Rewrite all of the data below, replacing "Where can you spot" with "Where do you see" and leaving everything else unchanged.
━━━ PROVIDED DATA ━━━
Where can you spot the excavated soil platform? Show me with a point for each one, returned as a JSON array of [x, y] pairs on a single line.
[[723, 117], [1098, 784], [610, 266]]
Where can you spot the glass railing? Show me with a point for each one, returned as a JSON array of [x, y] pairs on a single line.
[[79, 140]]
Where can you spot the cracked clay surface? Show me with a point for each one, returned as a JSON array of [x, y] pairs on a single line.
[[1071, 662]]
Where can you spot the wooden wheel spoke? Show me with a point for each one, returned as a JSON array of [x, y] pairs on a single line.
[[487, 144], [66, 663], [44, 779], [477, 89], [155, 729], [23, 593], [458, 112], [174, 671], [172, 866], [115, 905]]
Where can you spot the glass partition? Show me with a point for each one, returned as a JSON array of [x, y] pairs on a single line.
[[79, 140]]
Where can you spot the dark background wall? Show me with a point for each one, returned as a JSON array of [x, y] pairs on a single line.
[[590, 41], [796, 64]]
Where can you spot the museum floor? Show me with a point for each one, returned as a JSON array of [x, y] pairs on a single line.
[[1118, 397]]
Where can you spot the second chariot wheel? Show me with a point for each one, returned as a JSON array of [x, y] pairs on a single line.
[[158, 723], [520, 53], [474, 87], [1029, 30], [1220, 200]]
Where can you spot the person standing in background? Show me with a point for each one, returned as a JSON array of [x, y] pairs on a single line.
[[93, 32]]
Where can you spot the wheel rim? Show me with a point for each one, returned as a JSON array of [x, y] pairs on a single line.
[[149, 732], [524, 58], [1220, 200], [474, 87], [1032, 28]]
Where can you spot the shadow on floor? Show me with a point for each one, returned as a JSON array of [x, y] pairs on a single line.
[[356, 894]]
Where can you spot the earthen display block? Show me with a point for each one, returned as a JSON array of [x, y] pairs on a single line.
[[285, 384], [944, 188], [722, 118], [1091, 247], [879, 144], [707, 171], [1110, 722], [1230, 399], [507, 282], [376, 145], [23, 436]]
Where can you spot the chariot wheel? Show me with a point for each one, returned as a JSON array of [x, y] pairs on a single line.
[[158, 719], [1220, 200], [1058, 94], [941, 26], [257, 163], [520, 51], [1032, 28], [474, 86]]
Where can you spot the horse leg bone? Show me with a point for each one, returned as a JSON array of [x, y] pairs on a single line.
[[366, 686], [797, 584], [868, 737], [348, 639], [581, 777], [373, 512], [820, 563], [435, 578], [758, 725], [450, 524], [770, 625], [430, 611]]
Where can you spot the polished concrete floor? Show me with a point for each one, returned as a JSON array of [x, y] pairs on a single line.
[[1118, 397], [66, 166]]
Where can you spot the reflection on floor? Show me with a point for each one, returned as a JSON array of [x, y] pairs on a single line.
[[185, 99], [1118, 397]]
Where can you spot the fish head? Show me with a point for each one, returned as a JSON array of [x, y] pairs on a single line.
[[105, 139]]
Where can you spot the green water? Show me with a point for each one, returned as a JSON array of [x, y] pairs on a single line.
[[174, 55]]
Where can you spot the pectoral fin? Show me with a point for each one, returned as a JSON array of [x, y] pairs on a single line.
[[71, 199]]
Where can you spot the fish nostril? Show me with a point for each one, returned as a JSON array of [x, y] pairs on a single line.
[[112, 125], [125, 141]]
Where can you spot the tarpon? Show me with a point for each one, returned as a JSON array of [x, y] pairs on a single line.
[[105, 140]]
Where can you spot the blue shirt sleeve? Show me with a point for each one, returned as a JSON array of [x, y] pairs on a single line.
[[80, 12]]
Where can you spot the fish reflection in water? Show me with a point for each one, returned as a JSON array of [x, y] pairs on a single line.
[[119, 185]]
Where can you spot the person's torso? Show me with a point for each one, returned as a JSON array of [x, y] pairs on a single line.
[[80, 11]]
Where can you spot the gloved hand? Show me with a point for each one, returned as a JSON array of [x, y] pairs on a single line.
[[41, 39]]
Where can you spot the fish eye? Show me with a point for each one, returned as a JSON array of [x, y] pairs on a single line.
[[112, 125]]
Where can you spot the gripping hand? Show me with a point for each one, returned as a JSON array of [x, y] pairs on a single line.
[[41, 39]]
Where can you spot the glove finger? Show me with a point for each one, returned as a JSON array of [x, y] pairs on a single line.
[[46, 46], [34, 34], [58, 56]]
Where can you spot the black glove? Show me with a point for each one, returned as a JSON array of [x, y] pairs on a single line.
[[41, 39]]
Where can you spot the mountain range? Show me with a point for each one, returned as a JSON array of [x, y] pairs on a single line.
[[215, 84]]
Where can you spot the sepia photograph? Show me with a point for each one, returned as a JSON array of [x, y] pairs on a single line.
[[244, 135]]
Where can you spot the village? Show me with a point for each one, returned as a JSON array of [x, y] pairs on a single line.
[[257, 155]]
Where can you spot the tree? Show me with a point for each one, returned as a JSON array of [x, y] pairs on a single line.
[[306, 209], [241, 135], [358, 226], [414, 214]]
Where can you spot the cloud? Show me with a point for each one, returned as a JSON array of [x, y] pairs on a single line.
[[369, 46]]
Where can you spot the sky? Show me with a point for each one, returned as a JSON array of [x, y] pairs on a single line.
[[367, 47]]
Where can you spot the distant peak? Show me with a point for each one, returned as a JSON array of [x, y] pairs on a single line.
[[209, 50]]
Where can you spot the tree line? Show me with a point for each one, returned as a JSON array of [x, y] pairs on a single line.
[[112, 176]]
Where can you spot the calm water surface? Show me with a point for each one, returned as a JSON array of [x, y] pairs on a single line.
━━━
■ COMPLETE OUTPUT ■
Where do you see the excavated soil platform? Show me with a point for each one, returned as a JSON array of [x, y] pairs on a single line.
[[723, 117], [1098, 784], [610, 266]]
Where do you see the glass railing? Show me with a point for each one, returned as a JSON array of [x, y] pairs on a single line.
[[79, 140]]
Where do you see the cracked clay surface? Show me with a point for each one, returned as a JSON array of [x, y] pairs on a single line.
[[1071, 662]]
Where do you see the wooden wheel spoke? Show me with a point for each one, returned as a JSON array of [x, y] pairs on a single line.
[[487, 144], [66, 663], [44, 779], [477, 89], [155, 729], [23, 593], [458, 112], [174, 671], [172, 866], [115, 905]]
Where do you see the glass partition? Show me with a point for each one, returned as a JSON array of [x, y] pairs on a single line.
[[79, 140]]
Where do you see the dark background wall? Show me with a point for each one, returned as a JSON array of [x, y] pairs on a single line.
[[590, 41], [796, 64]]
Where do you see the museum floor? Show me with a point for each one, returned as a JSON array of [x, y] pairs on a single line.
[[1118, 397]]
Where do you see the second chariot wheel? Show me with a point for each one, returned as a JSON array of [x, y] pairs on a single line.
[[158, 723], [520, 53], [474, 87], [1029, 30], [1220, 200]]
Where do you see the person standing in background? Show me with a point for each one, returned as a JSON array of [x, y] pairs on a single line.
[[93, 32]]
Where do you see the wheel rim? Show me with a point for each one, returned as a JSON array of [x, y] pairs on a single line.
[[149, 732], [524, 58], [1220, 200], [474, 87], [1032, 28]]
Where do you see the shadow on floor? Show me with a point for each one, returned as a JSON array of [x, y] pairs on a single line.
[[356, 894]]
Where do you see the earthen display block? Show me with a point for each one, returned as a JSON array of [x, y] pairs on a single line.
[[285, 384], [944, 188], [722, 118], [1091, 247], [879, 144], [707, 171], [1110, 722], [1230, 399], [507, 282], [376, 145], [23, 436]]
Where do you see the chariot wheel? Show me with a point for each one, returned as a JSON array of [x, y] pairs on a single line.
[[158, 719], [1220, 200], [1058, 94], [941, 26], [257, 163], [520, 51], [1032, 28], [474, 86]]
Where do you see the horse leg bone? Show me with a point for each one, returned as a JSON array of [x, y] pairs on a single line.
[[366, 686], [797, 584], [868, 737], [348, 639], [581, 777], [373, 512], [820, 563], [435, 578], [758, 725], [450, 524], [770, 625], [430, 611]]
Where do you see the polished concrete floor? Show me with a point for each one, returned as a JSON array of [x, y] pairs on a single line.
[[1118, 397], [66, 166]]
Where do you see the reflection on floor? Show me with a point for each one, returned as a JSON array of [x, y] pairs on a single line.
[[185, 99], [1118, 397]]
Where do you see the fish head? Show me with a point for each one, returned as a JSON array of [x, y] pairs on a single line.
[[105, 139]]
Where do you see the green water? Show me with a point for each one, returned as a JSON array of [x, y] pairs on a single line.
[[174, 55]]
Where do you see the pectoral fin? Show me with a point for each one, returned as a JSON array of [x, y] pairs on a single line.
[[71, 199]]
Where do you see the fish nostril? Show me with a point for each one, returned as a JSON array of [x, y] pairs on a single line.
[[112, 125], [125, 141]]
Where do you see the tarpon? Show me with a point for each one, returned as a JSON array of [x, y] pairs on a single line.
[[105, 140]]
Where do you see the blue shirt sleeve? Show me with a point for each one, returned as a JSON array of [x, y] pairs on a single line.
[[80, 12]]
Where do you see the fish reflection in water? Show me with a point for each one, returned as a JSON array of [x, y] pairs on a single line.
[[119, 185]]
Where do you see the person's torso? Show me with a point for each one, returned as a JSON array of [x, y] pairs on a single line.
[[80, 11]]
Where do you see the gloved hand? Show me with a point for each one, returned as a JSON array of [x, y] pairs on a single line.
[[41, 39]]
Where do you see the fish eye? Show me with a point for each one, returned as a JSON array of [x, y] pairs on a single line.
[[112, 125]]
Where do you see the gripping hand? Show me with a point for each one, returned as a JSON array of [x, y] pairs on a single line.
[[41, 39]]
Where do you see the glove finger? Show me with a point for each one, returned as a JSON array of [x, y] pairs on a single line.
[[46, 46], [34, 34], [58, 56]]
Where do you see the black glove? Show me with a point for each one, returned as a JSON array of [x, y] pairs on a single line.
[[41, 39]]
Where do you see the mountain range? Show me with a point for each one, returned as a JSON array of [x, y] pairs on a single line.
[[215, 84]]
Where do you see the sepia photograph? Show me with a point for each one, returned as a JSON array of [x, y] pairs on a single line.
[[244, 135]]
Where do you see the village? Show me with a point for each one, returned as a JSON array of [x, y] pairs on a single line.
[[257, 155]]
Where do you see the tree? Show me with a point for each one, returned as a JSON array of [x, y] pairs on a single line.
[[306, 209], [241, 135], [358, 226], [414, 214]]
Where do you see the cloud? Show me with a point for each one, returned as a JSON array of [x, y] pairs on a single line.
[[369, 46]]
Where do you see the sky? Show me with a point for each one, returned as a JSON array of [x, y] pairs on a single line.
[[367, 47]]
Where do you see the distant peak? Show me with a point for each one, returned as a JSON array of [x, y] pairs on a single line.
[[209, 50]]
Where do you see the tree line? Show me with a point for each one, returned as a JSON array of [x, y] pairs on a single line.
[[112, 176]]
Where do you see the calm water surface? Show me with a point for each one, returned as a JSON array of [x, y] pairs on a single line.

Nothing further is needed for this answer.